• [Records provided]

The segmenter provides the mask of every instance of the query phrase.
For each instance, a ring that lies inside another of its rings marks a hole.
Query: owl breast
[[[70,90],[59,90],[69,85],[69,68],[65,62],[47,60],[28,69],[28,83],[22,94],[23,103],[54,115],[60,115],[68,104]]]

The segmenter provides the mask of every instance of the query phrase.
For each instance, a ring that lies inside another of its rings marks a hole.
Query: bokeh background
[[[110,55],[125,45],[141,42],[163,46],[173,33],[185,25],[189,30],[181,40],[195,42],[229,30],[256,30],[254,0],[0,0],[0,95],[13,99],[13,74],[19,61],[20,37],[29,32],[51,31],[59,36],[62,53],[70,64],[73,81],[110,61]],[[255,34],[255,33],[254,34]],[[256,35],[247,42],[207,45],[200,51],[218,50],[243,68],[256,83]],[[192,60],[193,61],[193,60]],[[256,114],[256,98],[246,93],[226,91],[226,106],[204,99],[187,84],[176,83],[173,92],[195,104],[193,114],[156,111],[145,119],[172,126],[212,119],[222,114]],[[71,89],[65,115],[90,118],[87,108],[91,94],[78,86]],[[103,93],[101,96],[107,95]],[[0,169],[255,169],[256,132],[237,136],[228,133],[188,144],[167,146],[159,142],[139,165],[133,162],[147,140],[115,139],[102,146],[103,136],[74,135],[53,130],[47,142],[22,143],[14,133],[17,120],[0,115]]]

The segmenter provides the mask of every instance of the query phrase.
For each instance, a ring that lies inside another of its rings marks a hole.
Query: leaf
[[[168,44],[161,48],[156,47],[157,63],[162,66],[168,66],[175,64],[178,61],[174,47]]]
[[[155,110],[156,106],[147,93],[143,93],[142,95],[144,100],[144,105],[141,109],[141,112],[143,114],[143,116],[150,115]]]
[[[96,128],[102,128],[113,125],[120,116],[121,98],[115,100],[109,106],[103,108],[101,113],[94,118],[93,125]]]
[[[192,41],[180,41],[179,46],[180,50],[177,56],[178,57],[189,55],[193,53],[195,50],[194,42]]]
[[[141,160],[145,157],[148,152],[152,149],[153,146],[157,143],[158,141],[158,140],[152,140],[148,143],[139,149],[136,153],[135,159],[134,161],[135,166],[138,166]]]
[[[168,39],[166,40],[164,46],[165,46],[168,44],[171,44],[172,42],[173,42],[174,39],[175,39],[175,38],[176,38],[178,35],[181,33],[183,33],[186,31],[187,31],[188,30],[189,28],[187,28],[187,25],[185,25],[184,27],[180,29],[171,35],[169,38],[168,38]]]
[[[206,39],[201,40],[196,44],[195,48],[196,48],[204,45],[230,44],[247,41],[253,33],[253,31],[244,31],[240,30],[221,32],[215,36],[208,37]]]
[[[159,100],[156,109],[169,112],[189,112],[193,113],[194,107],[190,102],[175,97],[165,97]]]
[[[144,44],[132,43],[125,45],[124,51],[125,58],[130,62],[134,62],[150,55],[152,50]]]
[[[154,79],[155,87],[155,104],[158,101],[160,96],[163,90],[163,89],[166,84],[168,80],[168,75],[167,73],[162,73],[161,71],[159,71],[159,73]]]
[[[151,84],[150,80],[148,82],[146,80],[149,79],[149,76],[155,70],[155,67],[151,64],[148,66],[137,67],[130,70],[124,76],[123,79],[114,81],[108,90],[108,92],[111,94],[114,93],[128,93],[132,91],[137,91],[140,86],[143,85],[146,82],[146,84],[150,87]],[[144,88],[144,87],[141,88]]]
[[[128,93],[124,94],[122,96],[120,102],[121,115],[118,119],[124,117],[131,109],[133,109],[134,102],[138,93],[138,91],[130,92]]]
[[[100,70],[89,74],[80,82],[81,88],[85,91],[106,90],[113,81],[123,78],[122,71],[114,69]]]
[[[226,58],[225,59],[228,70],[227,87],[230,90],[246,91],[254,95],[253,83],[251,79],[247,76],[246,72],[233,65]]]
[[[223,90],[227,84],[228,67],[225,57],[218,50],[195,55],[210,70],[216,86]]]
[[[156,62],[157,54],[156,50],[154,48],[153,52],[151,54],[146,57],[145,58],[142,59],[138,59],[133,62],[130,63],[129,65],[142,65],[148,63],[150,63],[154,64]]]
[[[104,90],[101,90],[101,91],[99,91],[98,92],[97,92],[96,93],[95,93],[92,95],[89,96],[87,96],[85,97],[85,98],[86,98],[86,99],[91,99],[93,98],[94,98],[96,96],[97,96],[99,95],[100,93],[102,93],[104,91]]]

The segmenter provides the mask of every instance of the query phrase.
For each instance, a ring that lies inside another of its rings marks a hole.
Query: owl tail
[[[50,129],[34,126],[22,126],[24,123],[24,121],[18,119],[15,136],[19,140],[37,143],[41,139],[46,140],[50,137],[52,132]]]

--

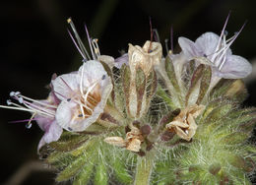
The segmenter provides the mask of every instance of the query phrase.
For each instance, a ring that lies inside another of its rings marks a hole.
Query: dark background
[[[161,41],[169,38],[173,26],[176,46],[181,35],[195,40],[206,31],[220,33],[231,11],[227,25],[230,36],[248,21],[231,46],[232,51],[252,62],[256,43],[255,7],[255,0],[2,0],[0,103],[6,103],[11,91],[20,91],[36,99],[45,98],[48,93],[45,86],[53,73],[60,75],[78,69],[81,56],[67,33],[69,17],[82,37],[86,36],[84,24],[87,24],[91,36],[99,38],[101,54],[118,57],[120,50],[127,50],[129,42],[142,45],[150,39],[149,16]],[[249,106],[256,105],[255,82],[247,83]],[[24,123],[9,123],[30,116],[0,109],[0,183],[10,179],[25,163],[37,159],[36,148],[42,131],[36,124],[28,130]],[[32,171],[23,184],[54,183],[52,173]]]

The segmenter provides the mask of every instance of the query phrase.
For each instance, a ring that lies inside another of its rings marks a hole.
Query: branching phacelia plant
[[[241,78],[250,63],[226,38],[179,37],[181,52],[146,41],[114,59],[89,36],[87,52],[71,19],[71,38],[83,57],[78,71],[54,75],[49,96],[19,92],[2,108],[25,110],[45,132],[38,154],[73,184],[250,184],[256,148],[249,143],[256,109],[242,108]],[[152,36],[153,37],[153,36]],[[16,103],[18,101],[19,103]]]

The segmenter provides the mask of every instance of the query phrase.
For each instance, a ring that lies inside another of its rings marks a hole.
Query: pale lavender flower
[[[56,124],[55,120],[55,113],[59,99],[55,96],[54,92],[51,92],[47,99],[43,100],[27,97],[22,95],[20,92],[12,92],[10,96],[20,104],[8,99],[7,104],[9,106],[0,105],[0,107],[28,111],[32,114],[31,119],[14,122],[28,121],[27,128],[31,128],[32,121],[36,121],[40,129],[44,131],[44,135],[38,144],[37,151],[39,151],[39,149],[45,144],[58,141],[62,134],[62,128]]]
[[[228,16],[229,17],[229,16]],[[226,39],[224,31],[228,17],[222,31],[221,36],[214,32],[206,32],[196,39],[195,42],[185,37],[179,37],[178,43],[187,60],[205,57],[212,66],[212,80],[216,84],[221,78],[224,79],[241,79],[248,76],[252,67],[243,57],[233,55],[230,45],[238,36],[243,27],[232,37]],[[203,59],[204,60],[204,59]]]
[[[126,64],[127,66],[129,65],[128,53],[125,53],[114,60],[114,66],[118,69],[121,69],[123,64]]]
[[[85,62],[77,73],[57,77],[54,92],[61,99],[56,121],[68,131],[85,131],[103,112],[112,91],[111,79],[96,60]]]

• [Given exercise]
Which lines in the listing above contain the word "background"? Pull out each of those lines and copy it in full.

• [Worked solution]
Query: bokeh background
Query: dark background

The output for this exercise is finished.